DATA FOR THIS EXERCISE

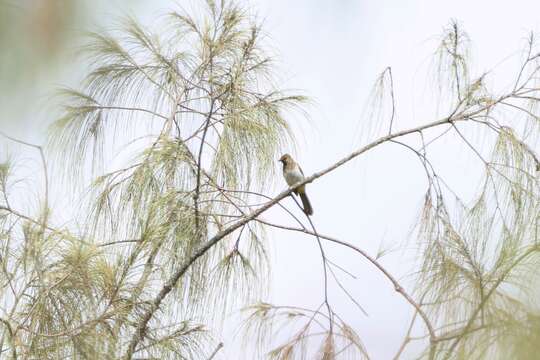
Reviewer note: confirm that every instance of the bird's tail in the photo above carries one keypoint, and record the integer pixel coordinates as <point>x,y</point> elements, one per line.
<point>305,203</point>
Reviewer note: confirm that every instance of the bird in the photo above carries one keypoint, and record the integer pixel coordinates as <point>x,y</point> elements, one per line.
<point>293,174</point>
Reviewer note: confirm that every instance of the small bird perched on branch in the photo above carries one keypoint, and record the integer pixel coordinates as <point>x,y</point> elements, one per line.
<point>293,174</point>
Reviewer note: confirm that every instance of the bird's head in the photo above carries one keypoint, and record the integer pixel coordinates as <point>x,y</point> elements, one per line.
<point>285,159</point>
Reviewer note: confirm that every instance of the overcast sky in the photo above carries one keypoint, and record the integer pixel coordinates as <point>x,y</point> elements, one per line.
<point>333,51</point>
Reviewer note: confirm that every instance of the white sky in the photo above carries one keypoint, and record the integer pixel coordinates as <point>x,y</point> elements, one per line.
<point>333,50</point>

--

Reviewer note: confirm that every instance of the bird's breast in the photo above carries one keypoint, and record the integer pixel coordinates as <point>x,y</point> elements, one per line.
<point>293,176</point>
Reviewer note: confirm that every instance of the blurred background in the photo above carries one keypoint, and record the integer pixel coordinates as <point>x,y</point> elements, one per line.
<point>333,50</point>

STATED EXERCISE
How many lines of the items above contain the word "branch", matching its case exactly? Reply with the number only.

TASK ANSWER
1